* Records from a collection
######
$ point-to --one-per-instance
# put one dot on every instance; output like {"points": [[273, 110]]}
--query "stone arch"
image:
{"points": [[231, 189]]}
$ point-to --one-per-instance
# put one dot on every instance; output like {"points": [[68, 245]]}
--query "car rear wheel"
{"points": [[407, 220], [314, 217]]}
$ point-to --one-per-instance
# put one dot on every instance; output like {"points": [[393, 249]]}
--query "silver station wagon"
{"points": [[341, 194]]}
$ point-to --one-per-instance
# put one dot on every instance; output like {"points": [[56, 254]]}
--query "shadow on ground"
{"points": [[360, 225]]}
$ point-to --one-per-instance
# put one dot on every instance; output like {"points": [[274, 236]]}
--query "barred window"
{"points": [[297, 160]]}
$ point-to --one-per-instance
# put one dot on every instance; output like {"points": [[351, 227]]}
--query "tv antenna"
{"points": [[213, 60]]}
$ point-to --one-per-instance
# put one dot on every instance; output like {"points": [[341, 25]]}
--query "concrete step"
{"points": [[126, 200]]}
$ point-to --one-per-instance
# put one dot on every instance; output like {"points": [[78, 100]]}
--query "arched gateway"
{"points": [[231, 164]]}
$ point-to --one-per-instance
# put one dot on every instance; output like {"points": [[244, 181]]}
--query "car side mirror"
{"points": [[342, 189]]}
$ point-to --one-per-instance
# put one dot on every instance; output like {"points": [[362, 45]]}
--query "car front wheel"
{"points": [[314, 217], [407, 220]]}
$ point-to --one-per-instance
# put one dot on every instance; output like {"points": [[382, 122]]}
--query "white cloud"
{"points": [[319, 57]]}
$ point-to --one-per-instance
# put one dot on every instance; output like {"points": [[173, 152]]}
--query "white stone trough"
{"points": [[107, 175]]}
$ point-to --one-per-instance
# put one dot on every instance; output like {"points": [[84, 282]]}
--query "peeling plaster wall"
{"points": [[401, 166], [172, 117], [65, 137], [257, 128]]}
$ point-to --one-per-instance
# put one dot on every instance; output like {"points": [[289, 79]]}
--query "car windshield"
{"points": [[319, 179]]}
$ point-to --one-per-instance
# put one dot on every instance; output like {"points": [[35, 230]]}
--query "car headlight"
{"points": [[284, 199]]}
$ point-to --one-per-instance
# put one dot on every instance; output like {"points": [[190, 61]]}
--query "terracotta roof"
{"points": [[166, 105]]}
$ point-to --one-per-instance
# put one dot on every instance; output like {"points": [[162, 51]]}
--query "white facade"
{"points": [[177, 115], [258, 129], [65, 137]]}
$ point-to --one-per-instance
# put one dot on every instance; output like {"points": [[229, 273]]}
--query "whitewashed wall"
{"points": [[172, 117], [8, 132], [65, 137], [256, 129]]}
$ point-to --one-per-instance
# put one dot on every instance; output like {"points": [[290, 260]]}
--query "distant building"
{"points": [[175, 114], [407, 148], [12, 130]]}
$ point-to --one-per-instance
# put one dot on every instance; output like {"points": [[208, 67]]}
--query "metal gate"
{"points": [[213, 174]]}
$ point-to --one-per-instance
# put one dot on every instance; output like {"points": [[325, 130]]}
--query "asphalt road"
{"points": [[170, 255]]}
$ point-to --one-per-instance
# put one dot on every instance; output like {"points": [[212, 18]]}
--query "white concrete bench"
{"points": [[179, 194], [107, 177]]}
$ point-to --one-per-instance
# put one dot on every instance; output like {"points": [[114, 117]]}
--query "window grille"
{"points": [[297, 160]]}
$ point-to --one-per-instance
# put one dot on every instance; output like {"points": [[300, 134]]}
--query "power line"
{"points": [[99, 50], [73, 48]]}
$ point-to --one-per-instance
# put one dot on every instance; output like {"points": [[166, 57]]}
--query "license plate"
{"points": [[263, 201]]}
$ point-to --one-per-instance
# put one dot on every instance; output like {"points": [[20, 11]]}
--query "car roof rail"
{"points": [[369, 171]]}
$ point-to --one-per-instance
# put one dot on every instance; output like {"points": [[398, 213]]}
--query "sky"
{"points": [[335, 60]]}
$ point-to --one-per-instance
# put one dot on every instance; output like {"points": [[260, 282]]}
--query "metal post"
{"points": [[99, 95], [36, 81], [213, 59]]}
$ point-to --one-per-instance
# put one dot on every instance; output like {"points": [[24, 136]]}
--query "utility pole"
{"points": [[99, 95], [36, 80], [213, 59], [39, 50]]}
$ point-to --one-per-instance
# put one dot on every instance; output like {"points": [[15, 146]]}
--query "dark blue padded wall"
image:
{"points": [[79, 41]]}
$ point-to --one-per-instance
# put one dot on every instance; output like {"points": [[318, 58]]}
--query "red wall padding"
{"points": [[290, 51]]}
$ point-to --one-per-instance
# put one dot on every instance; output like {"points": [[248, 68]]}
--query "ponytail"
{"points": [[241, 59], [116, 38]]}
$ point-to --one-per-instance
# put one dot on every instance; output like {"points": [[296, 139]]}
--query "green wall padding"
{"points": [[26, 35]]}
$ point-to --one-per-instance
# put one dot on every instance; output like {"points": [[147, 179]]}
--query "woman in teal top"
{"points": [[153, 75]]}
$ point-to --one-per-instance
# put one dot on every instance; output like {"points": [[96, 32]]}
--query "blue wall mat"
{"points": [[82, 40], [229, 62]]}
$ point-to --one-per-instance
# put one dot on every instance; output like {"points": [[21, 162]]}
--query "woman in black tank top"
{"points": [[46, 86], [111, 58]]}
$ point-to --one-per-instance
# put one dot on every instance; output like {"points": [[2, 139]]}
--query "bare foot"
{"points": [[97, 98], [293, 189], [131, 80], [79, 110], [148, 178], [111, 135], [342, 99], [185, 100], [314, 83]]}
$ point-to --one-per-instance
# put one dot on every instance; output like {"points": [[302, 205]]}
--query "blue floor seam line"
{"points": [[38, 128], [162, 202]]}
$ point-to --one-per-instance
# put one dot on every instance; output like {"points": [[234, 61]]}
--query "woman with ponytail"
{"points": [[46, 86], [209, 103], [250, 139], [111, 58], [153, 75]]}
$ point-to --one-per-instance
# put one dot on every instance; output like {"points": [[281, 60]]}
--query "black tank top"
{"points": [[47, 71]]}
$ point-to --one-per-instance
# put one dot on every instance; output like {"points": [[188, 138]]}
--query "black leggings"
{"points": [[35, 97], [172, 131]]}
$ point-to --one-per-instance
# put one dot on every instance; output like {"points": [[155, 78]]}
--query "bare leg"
######
* Work to complete
Pull out each record as written and restate it exactly.

* Response to the task
$ point-to --one-per-instance
# put one dot on every instance; output like {"points": [[273, 110]]}
--query "stone arch"
image:
{"points": [[231, 189]]}
$ point-to --one-per-instance
# put one dot on every instance; output like {"points": [[68, 245]]}
--query "car rear wheel"
{"points": [[407, 220], [314, 217]]}
$ point-to --one-per-instance
# put one dot on every instance; output like {"points": [[393, 249]]}
--query "silver station wagon"
{"points": [[341, 194]]}
$ point-to --one-per-instance
# put one dot on every instance; output like {"points": [[56, 254]]}
--query "shadow on ground"
{"points": [[360, 225]]}
$ point-to --one-per-instance
# put one dot on every instance; output like {"points": [[274, 236]]}
--query "barred window"
{"points": [[297, 160]]}
$ point-to --one-per-instance
# put one dot on every instance; output like {"points": [[351, 227]]}
--query "tv antenna"
{"points": [[213, 60]]}
$ point-to --one-per-instance
# put one dot on every instance; output like {"points": [[341, 25]]}
--query "concrete step"
{"points": [[126, 200]]}
$ point-to --one-per-instance
# put one dot on every instance; output like {"points": [[78, 100]]}
--query "arched gateway"
{"points": [[231, 164]]}
$ point-to --one-per-instance
# put one dot on every instance; output like {"points": [[244, 181]]}
--query "car side mirror"
{"points": [[342, 189]]}
$ point-to --one-per-instance
# put one dot on every instance; output like {"points": [[362, 45]]}
--query "car front wheel"
{"points": [[314, 217], [407, 220]]}
$ point-to --one-per-instance
# put one dot on every instance; output like {"points": [[382, 122]]}
--query "white cloud"
{"points": [[319, 57]]}
$ point-to --one-per-instance
# put one dot on every instance; output like {"points": [[173, 152]]}
--query "white stone trough"
{"points": [[107, 175]]}
$ point-to --one-per-instance
# put one dot on every instance; output like {"points": [[84, 282]]}
--query "peeling plaster wall"
{"points": [[401, 166], [172, 117], [65, 137], [257, 128]]}
$ point-to --one-per-instance
# put one dot on every instance; output like {"points": [[289, 79]]}
--query "car windshield"
{"points": [[319, 179]]}
$ point-to --one-per-instance
# put one dot on every instance; output like {"points": [[35, 230]]}
--query "car headlight"
{"points": [[284, 199]]}
$ point-to --one-per-instance
# put one dot on every instance; output like {"points": [[190, 61]]}
--query "terracotta roof"
{"points": [[166, 105]]}
$ point-to --one-per-instance
# put one dot on every instance; output like {"points": [[162, 51]]}
--query "white facade"
{"points": [[177, 115], [258, 129], [65, 137]]}
$ point-to --one-per-instance
# put one dot on every instance; output like {"points": [[229, 273]]}
--query "whitewashed wall"
{"points": [[172, 117], [8, 132], [65, 137], [256, 129]]}
$ point-to --one-per-instance
# put one dot on every instance; output like {"points": [[290, 260]]}
--query "distant building"
{"points": [[175, 114], [407, 148], [12, 130]]}
$ point-to --one-per-instance
# put one dot on every instance; output like {"points": [[208, 67]]}
--query "metal gate"
{"points": [[213, 174]]}
$ point-to --one-per-instance
# put one dot on every instance; output like {"points": [[325, 130]]}
--query "asphalt road"
{"points": [[170, 255]]}
$ point-to --one-per-instance
# put one dot on every instance; output like {"points": [[212, 18]]}
--query "white concrete bench"
{"points": [[179, 194], [107, 177]]}
$ point-to --one-per-instance
# put one dot on every instance; output like {"points": [[114, 117]]}
--query "window grille"
{"points": [[297, 160]]}
$ point-to --one-per-instance
# put one dot on every instance; output like {"points": [[300, 134]]}
--query "power line"
{"points": [[99, 50], [73, 48]]}
$ point-to --one-per-instance
# put one dot on every instance; output like {"points": [[166, 57]]}
--query "license plate"
{"points": [[263, 201]]}
$ point-to --one-per-instance
# put one dot on every instance; output like {"points": [[20, 11]]}
--query "car roof rail"
{"points": [[369, 171]]}
$ point-to --one-per-instance
# put one dot on every instance; output like {"points": [[398, 213]]}
--query "sky"
{"points": [[335, 60]]}
$ point-to --one-per-instance
# put one dot on every instance; output like {"points": [[260, 282]]}
--query "metal post"
{"points": [[99, 95], [36, 81], [213, 59]]}
$ point-to --one-per-instance
# put one dot on every instance; output like {"points": [[24, 136]]}
--query "utility pole"
{"points": [[99, 95], [36, 80], [213, 59], [39, 50]]}
$ point-to --one-per-instance
# put one dot on every instance; output like {"points": [[15, 146]]}
--query "dark blue padded wall"
image:
{"points": [[79, 41]]}
$ point-to --one-per-instance
# put one dot on every instance; output like {"points": [[318, 58]]}
--query "red wall padding"
{"points": [[290, 51]]}
$ point-to --one-per-instance
# put one dot on every instance; output like {"points": [[248, 68]]}
--query "ponytail"
{"points": [[241, 59], [116, 38]]}
$ point-to --one-per-instance
# put one dot on every instance; output like {"points": [[296, 139]]}
--query "green wall padding"
{"points": [[26, 35]]}
$ point-to --one-per-instance
# put one dot on every instance; output like {"points": [[147, 179]]}
--query "woman in teal top"
{"points": [[153, 75]]}
$ point-to --one-per-instance
# put one dot on every instance; output like {"points": [[96, 32]]}
--query "blue wall mat"
{"points": [[82, 40], [229, 62]]}
$ point-to --one-per-instance
# put one dot on every instance; output like {"points": [[21, 162]]}
--query "woman in black tank top"
{"points": [[46, 86], [111, 58]]}
$ point-to --one-per-instance
# put one dot on every instance; output like {"points": [[2, 139]]}
--query "bare foot"
{"points": [[97, 98], [293, 189], [131, 80], [79, 110], [148, 178], [111, 135], [342, 99], [185, 100], [314, 83]]}
$ point-to --one-per-instance
# put one dot on every instance; output like {"points": [[302, 205]]}
--query "blue floor seam line"
{"points": [[38, 128], [162, 202]]}
$ point-to --one-per-instance
# put one dot on every instance; output like {"points": [[234, 61]]}
--query "woman with ponytail"
{"points": [[46, 86], [209, 103], [250, 139], [111, 58], [153, 75]]}
$ point-to --one-per-instance
# put one dot on every instance; output like {"points": [[281, 60]]}
--query "black tank top"
{"points": [[47, 71]]}
$ point-to --one-per-instance
# put one dot on every instance; output like {"points": [[188, 138]]}
--query "black leggings"
{"points": [[35, 97], [172, 131]]}
$ point-to --one-per-instance
# put one dot on every instance; output like {"points": [[155, 78]]}
--query "bare leg"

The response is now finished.